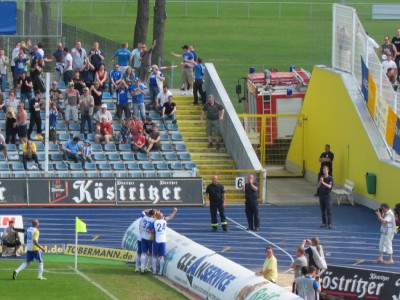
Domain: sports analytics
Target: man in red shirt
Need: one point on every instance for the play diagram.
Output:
(105, 133)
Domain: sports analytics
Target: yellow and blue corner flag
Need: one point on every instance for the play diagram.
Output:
(80, 226)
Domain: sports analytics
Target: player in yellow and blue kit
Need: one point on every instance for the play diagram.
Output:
(33, 253)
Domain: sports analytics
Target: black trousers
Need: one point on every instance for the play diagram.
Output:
(326, 209)
(252, 214)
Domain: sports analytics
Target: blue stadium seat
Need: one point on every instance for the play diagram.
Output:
(61, 166)
(97, 148)
(176, 137)
(99, 156)
(184, 156)
(128, 156)
(176, 166)
(113, 157)
(170, 157)
(132, 166)
(110, 147)
(180, 147)
(166, 148)
(125, 147)
(142, 156)
(162, 166)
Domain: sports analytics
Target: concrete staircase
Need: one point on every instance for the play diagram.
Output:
(209, 161)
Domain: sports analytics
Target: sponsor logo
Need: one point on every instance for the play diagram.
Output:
(98, 252)
(204, 271)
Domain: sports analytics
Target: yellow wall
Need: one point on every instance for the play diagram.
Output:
(331, 118)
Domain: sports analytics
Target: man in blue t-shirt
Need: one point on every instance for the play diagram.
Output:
(137, 92)
(123, 56)
(72, 150)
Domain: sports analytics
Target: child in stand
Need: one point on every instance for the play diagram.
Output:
(87, 153)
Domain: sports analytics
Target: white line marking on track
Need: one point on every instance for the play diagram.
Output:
(87, 278)
(261, 238)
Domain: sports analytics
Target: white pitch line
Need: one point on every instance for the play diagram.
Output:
(87, 278)
(261, 238)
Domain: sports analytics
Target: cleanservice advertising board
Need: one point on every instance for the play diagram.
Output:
(206, 273)
(350, 283)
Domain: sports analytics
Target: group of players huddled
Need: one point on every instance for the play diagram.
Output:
(152, 241)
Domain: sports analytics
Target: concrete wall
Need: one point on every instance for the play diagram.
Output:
(335, 115)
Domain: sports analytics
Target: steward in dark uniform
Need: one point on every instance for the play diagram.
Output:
(215, 192)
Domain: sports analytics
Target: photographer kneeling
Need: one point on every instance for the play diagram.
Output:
(11, 239)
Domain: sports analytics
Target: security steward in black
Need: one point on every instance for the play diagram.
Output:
(215, 192)
(251, 194)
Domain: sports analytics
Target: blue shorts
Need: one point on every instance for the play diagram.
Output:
(33, 255)
(147, 246)
(159, 249)
(139, 250)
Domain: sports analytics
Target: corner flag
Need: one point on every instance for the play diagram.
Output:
(80, 226)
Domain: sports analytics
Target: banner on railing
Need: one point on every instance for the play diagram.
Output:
(101, 191)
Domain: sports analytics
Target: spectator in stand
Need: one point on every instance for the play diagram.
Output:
(36, 74)
(154, 139)
(187, 69)
(129, 76)
(101, 76)
(14, 55)
(12, 102)
(22, 124)
(53, 113)
(198, 83)
(34, 109)
(87, 73)
(396, 43)
(3, 70)
(145, 59)
(72, 102)
(388, 63)
(148, 125)
(71, 150)
(105, 131)
(56, 97)
(156, 79)
(86, 106)
(137, 91)
(97, 95)
(122, 91)
(135, 56)
(169, 111)
(103, 113)
(58, 58)
(87, 153)
(78, 56)
(124, 133)
(140, 143)
(79, 84)
(96, 56)
(388, 48)
(11, 126)
(29, 153)
(123, 56)
(214, 113)
(162, 98)
(3, 146)
(67, 71)
(115, 78)
(25, 85)
(3, 102)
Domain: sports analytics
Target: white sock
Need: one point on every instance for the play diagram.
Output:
(21, 267)
(143, 261)
(154, 264)
(161, 265)
(40, 270)
(137, 261)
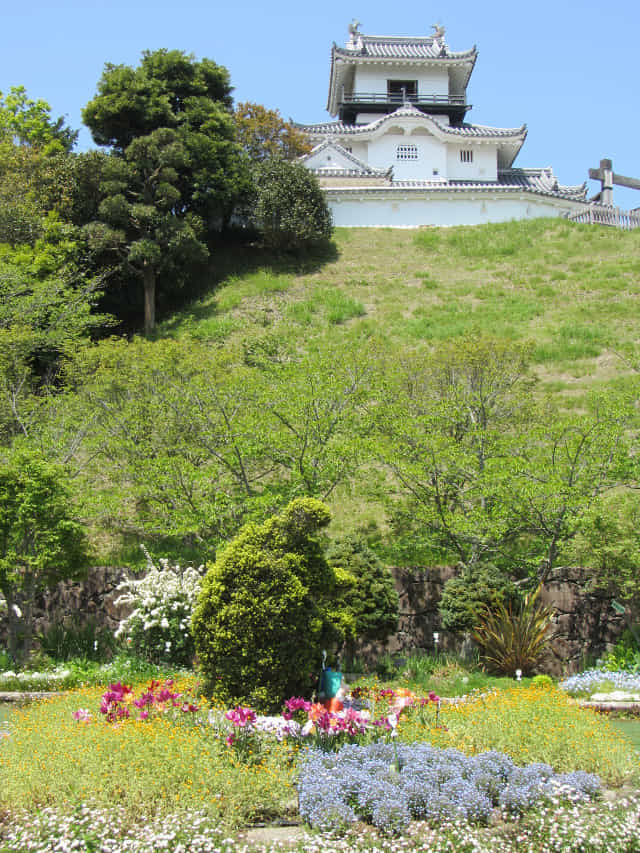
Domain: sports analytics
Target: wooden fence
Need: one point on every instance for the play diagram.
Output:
(601, 215)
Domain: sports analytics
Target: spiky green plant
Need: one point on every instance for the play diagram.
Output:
(514, 637)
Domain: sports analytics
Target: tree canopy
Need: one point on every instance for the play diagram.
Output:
(264, 134)
(28, 122)
(176, 171)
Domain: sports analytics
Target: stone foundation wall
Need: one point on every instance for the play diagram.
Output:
(585, 626)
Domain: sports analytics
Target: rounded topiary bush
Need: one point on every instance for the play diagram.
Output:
(263, 616)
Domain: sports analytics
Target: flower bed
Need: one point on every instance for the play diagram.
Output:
(594, 680)
(390, 785)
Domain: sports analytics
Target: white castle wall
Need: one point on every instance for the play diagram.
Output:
(424, 209)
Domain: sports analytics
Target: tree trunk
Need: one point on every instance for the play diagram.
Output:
(149, 282)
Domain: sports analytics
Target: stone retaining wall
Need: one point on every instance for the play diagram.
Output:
(585, 626)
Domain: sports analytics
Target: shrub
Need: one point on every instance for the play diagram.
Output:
(262, 618)
(159, 627)
(466, 597)
(368, 601)
(290, 209)
(513, 638)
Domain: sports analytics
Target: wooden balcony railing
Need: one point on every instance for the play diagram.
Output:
(401, 98)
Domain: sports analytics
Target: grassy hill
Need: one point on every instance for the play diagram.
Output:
(235, 391)
(572, 290)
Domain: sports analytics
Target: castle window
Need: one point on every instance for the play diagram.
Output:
(407, 152)
(402, 90)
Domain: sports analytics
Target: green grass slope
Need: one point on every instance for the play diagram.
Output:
(572, 290)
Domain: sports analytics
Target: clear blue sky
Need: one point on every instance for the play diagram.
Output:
(569, 69)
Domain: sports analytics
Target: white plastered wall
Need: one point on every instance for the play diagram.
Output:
(425, 209)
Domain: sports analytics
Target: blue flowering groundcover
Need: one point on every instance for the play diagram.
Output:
(389, 785)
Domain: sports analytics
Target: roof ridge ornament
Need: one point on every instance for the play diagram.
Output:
(438, 37)
(355, 36)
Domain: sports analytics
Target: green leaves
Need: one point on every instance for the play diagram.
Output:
(514, 637)
(40, 541)
(29, 122)
(290, 209)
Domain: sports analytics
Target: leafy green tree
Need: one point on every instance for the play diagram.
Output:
(168, 89)
(368, 597)
(264, 612)
(467, 596)
(142, 195)
(45, 309)
(40, 541)
(263, 134)
(29, 122)
(290, 209)
(176, 172)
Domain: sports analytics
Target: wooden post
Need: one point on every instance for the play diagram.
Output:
(608, 178)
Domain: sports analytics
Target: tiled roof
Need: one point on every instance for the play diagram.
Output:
(358, 166)
(399, 47)
(338, 128)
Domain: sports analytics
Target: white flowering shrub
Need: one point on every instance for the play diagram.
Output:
(159, 626)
____
WRITTEN INSTRUCTION: Each line of the material must be retyped exactly, except that images are omitted.

COMPLETE RESPONSE:
Domain: sports analytics
Target: man in red shirt
Need: one point on every instance for the play diagram.
Output:
(105, 133)
Domain: sports analytics
Target: yellow and blue corner flag
Need: one point on every instance for the play diagram.
Output:
(80, 226)
Domain: sports analytics
Target: player in yellow and blue kit
Need: one point on every instance for the play diagram.
Output:
(33, 253)
Domain: sports analytics
Target: black trousers
Need: one point on every instance for the play diagram.
Output:
(326, 209)
(252, 214)
Domain: sports analytics
Target: blue stadium seat
Need: one point on every instance for the play diagram.
Output:
(61, 166)
(97, 148)
(176, 137)
(99, 156)
(184, 156)
(128, 156)
(176, 166)
(113, 157)
(170, 157)
(132, 166)
(110, 147)
(180, 147)
(166, 148)
(125, 147)
(142, 156)
(162, 166)
Domain: sports analytics
Target: concrete staircase
Need: one point on every instance for the play diagram.
Output:
(209, 161)
Domain: sports analytics
Target: sponsor logo
Need: one point on every instance for the play diagram.
Output:
(98, 252)
(204, 271)
Domain: sports analytics
Target: yellow wall
Need: one point on every instance for the play diagram.
Output:
(331, 118)
Domain: sports analytics
Target: man in blue t-shirt
Need: one point on every instance for the play diagram.
Output:
(137, 92)
(123, 56)
(72, 150)
Domain: sports analytics
Target: child in stand
Need: one point on every instance for the play diagram.
Output:
(87, 153)
Domain: sports analytics
Target: white line marking on track
Need: one point on every instance for the play diagram.
Output:
(87, 278)
(261, 238)
Domain: sports analytics
Target: white pitch line
Need: one point on every instance for the play diagram.
Output:
(87, 278)
(261, 238)
Domain: sports analytics
Target: cleanservice advertising board
Need: one point on every instance for the play diagram.
Output:
(206, 273)
(350, 283)
Domain: sports analytics
Target: group of players huddled
Need: one point on every instance for the play diagram.
Output:
(152, 241)
Domain: sports analytics
Target: concrete wall
Need: one point on every instance for the play diagram.
Output:
(335, 115)
Domain: sports analytics
Target: steward in dark uniform
Need: one point on every instance for the play diagram.
Output:
(215, 192)
Domain: sports analytics
Target: photographer kneeling
Need: one point on every instance for the play diagram.
Output:
(11, 239)
Domain: sports analytics
Target: security steward in black
Need: one point on every instance for the play diagram.
Output:
(215, 192)
(251, 194)
Domain: sports analytics
Target: blue shorts
Need: one point on every instance for the play diagram.
Output:
(33, 255)
(147, 246)
(159, 249)
(139, 250)
Domain: sports analytics
Target: corner flag
Need: one point on every instance for the play diagram.
Output:
(80, 226)
Domain: sports analytics
Target: banner on railing
Need: one point on every instance for the play diagram.
Output:
(101, 191)
Domain: sports analytics
Target: spectator in stand
Need: one point on every instance for the play diagram.
Output:
(36, 74)
(154, 139)
(187, 69)
(129, 76)
(101, 76)
(14, 55)
(12, 102)
(22, 124)
(53, 113)
(198, 83)
(34, 109)
(87, 73)
(396, 43)
(3, 70)
(145, 59)
(72, 102)
(388, 63)
(148, 125)
(71, 150)
(105, 131)
(56, 97)
(156, 79)
(86, 106)
(137, 91)
(97, 95)
(122, 91)
(135, 56)
(169, 111)
(103, 113)
(58, 58)
(87, 153)
(78, 56)
(124, 133)
(140, 143)
(79, 84)
(96, 56)
(388, 48)
(11, 126)
(29, 153)
(123, 56)
(214, 113)
(162, 98)
(3, 146)
(67, 71)
(115, 78)
(25, 85)
(3, 102)
Domain: sports analytics
Target: white sock
Need: one point on every instance for the play diagram.
Output:
(21, 267)
(143, 261)
(154, 264)
(161, 265)
(40, 270)
(137, 261)
Domain: sports analytics
Target: wooden fence
Need: one point on every instance for the play diagram.
Output:
(601, 215)
Domain: sports analytics
Target: spiky green plant
Need: one point on every instance for the play diagram.
Output:
(514, 637)
Domain: sports analytics
Target: tree canopy
Need: one point on every instance for the play diagram.
Output:
(264, 134)
(28, 122)
(176, 171)
Domain: sports analytics
Target: stone foundation wall
Need: one point on every instance for the play diagram.
Output:
(585, 626)
Domain: sports analytics
Target: rounded topiary bush
Need: one point on every instance for the play diagram.
Output:
(263, 616)
Domain: sports analytics
Target: flower bed
Need: one point on every instance for the play diagram.
Output:
(594, 680)
(390, 785)
Domain: sports analytics
Target: white castle wall
Need: one point on every instance for the play diagram.
Output:
(424, 209)
Domain: sports analytics
Target: tree trunk
Need: one point on every instance for the play diagram.
Output:
(149, 282)
Domain: sports analytics
Target: stone retaining wall
Need: one point on every instance for the play diagram.
Output:
(585, 626)
Domain: sports analytics
Target: shrub
Need: one point on every instance for the play diagram.
Output:
(262, 618)
(159, 627)
(466, 597)
(368, 601)
(290, 209)
(513, 638)
Domain: sports analytics
Target: wooden balcony railing
Need: one point on every instance for the play diagram.
Output:
(401, 98)
Domain: sports analytics
Target: grassy hill
Need: one point on every instance for the play diagram.
Output:
(235, 391)
(572, 290)
Domain: sports analytics
Target: castle window
Need: one point on every instance for the play diagram.
Output:
(407, 152)
(402, 90)
Domain: sports analytics
Target: green grass slope
Need: one point on every instance for the play diagram.
Output:
(572, 290)
Domain: sports analytics
Target: clear blue sky
Need: one point on every instance for the play diagram.
Output:
(569, 69)
Domain: sports analytics
Target: white plastered wall
Need: one point on every instance for the play diagram.
Output:
(425, 209)
Domain: sports analytics
Target: blue flowering groundcover
Need: one point on every instance for the play diagram.
Output:
(389, 785)
Domain: sports analytics
Target: roof ridge ornament
Need: one point on every instance for the play diagram.
Output:
(438, 37)
(355, 36)
Domain: sports analytics
Target: green leaves
Need: one point on every instance for the play diagram.
Output:
(514, 637)
(40, 541)
(29, 122)
(290, 209)
Domain: sports analytics
Target: leafy green tree
Need: one point on every instance for the play diagram.
Output:
(168, 89)
(368, 597)
(264, 612)
(467, 596)
(142, 195)
(45, 309)
(40, 541)
(263, 134)
(29, 122)
(290, 209)
(176, 172)
Domain: sports analytics
Target: wooden post
Need: one point on every instance for the play diagram.
Output:
(608, 178)
Domain: sports analytics
Target: tiled roof
Need: one point on every instance for the play diagram.
Output:
(358, 166)
(399, 47)
(338, 128)
Domain: sports analytics
Target: white flowering shrub
Need: one point on every instance for the play diagram.
Output:
(159, 626)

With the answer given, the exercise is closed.